# Do you judge bad poodle cuts?



## Ralphie (Aug 19, 2014)

I was going to put this in the grooming section, but decided to leave it here...So, we are currently kinda broke and I apparently give bad haircuts to my poor dog Ralph. I didn't realize it until I was at the dog park and saw another standard poodle with a fabulous looking groom. I honestly was embarrassed. He isn't matted or dirty, just not very even. I don't have much time to spend on him with two small children (humans) and probably don't have the proper equipment. But in all honesty, would you think poorly of another poodle and owner if they looked a bit uneven. Do you as fellow poodle owners cut people some slack because you understand how hard it can be to keep up with a fancy dog groom, and you see that beyond the haircut, the dog is generally happy and healthy or do you secretly judge?


----------



## Michelle (Nov 16, 2009)

Being a groomer I secretly judge every dog's haircut (not just poodles) lol. But before I was a groomer I didn't pay much attention at all. 

They probably just saw a cute happy poodle and didn't look past that  I wouldn't worry about your grooming. He is clean, matt free, healthy and happy...they have no reason to judge!


----------



## Sam I Am (Jul 6, 2008)

LOL! Absolutely not! My poodles have almost always been impeccably groomed, but there are so many differently clipped or unclipped poodles, or curly, or blown out styles that they all look different and they are all still wonderful poodles no matter what. And sometimes you have to clip them in a certain way whether you choose to or not. Between the years of 8 and 11 our Sam had to be shaved completely down, ears and all because he was just too weak to be put through the grooming process more often than absolutely necessary. I personally do judge groomers harshly though, LOL! Because I originally groomed my poodles myself and I was a complete perfectionist, when I would take them to a groomer, I would notice every little imperfection. Of course it took me all day to do 2 standards and clearly a groomer has to work much quicker. If anyone thinks your dog has less worth because his hair isn't perfect, then their opinion shouldn't mean anything to you. He still loves you on your bad hair days


----------



## PoodleFoster (May 25, 2013)

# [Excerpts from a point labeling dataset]
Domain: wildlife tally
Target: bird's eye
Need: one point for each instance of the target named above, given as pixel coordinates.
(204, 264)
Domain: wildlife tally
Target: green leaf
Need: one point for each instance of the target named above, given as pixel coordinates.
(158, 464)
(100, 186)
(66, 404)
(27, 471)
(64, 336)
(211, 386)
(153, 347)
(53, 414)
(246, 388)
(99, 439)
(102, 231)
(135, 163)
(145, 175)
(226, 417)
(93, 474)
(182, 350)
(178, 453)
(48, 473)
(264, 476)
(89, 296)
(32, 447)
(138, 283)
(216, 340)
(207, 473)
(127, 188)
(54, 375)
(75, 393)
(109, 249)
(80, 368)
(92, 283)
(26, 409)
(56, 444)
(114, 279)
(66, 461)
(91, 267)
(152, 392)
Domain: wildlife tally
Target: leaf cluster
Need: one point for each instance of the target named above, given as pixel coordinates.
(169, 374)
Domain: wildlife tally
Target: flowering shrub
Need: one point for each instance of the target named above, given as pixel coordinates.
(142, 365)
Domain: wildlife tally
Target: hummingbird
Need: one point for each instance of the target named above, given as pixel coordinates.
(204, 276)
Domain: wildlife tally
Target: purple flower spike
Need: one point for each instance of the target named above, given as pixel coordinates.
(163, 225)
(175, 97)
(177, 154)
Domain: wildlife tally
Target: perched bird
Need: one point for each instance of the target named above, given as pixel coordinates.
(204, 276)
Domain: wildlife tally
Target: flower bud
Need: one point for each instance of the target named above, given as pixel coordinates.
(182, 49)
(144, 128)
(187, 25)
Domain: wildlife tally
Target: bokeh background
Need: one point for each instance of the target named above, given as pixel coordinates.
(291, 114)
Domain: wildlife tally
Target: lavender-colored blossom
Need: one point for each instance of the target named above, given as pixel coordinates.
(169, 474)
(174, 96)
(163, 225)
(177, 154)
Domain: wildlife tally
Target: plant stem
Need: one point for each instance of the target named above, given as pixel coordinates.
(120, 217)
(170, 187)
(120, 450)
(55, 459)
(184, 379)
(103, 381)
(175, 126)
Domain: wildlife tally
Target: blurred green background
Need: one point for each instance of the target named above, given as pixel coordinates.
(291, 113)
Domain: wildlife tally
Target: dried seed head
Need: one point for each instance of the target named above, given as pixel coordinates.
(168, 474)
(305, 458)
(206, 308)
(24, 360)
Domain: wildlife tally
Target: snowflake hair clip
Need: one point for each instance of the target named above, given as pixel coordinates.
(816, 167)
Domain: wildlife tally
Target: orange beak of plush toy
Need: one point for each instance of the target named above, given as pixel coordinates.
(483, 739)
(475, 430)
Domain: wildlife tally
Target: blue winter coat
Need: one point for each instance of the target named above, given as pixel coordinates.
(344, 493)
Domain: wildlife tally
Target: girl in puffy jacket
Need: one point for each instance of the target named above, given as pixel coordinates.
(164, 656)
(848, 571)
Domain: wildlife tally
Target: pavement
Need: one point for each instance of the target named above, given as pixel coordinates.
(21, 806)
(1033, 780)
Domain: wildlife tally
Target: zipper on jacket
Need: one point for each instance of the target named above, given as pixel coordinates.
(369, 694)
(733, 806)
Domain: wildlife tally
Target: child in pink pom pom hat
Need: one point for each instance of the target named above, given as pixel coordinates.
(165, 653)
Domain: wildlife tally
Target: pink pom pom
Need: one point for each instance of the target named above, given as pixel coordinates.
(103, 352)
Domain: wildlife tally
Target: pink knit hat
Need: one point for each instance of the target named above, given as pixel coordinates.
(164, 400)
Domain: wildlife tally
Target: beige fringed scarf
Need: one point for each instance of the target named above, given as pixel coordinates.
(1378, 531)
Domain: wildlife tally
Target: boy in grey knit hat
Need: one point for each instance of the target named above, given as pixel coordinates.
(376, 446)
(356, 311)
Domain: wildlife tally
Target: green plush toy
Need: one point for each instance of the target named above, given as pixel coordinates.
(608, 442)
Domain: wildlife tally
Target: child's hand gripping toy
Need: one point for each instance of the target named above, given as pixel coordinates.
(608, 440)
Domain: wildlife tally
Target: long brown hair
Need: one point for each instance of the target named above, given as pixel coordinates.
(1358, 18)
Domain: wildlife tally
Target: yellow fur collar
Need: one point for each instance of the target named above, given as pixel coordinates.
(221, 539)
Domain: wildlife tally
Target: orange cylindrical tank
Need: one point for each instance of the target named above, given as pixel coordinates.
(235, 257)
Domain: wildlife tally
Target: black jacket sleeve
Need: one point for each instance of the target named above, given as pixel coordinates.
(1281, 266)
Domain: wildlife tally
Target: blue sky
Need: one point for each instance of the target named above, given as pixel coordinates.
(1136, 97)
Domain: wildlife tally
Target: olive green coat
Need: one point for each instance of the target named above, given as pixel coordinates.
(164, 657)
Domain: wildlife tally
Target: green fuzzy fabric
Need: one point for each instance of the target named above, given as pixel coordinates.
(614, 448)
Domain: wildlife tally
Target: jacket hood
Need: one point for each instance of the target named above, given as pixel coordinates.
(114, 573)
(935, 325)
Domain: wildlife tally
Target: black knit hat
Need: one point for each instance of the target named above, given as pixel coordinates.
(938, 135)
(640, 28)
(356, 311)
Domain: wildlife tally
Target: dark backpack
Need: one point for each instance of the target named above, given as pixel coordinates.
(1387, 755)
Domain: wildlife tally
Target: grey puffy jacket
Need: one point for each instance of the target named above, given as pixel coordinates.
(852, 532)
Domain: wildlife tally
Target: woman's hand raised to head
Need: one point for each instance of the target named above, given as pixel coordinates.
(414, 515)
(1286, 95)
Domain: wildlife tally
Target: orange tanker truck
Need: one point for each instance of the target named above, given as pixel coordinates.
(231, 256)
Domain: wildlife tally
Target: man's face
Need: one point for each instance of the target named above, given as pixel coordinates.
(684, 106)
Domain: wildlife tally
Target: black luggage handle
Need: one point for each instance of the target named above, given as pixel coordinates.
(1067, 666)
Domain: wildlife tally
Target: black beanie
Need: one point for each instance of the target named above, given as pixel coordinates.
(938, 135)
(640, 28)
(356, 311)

# [Written problem]
Carry on the forum thread about judging uneven poodle haircuts from the point where it stops.

# [The output]
Hello
I do look at poodles and do a mental assessment, based on what I know. As long as a poodle is clean and shaven, I'm very glad for the dog. When I see a matted poodle, then I immediately get MAD.
I am a poodle rescuer. I've seen a lot of horrible things in this kind of 'work.' A poodle who is neglected, is sad and painful for the dog. The pain from mats is not acceptable.

Grooming is an art and you'll find many interpretations for pet poodles. That's what makes having a poodle fun! There are so many cuts you can give a poodle!

Your poodle looks beautiful. Keep making your poodle look great!


----------



## LEUllman (Feb 1, 2010)

All I see is a big beautiful standard poodle in a simple but handsome haircut. I wouldn't judge -- I would love on him!


----------



## kmart (Apr 28, 2015)

Honestly, I am just kinda sad when I see any dog with an obviously bad haircut. I probably shouldn't care so much, but I can't help it. BUT *As long as they aren't matted or infested with something, it doesn't bother me so much and I figure the person just missed an appointment or something and had to DIY. * And your poodle doesn't look bad at all! 

However, I definitely judge based on what people feed their pets! But thats a whole other story.


----------



## nifty (Aug 2, 2013)

I see a well-cared for and very handsome poodle!!


----------



## Tiny Poodles (Jun 20, 2013)

I have honestly never seen a poodle other than Timi in a plain old clip down, or on rare occasions a teddy bear clip, so I don't even think about grooming. But as long as they are clean and mat free, who cares?
To be perfectly honest, I do get a bit judgie about conformation - most of the poodles that you see around here are pet store dogs, and half the time I am trying to guess if they are supposed to be Poodles, Maltese, or some or some "designer mix.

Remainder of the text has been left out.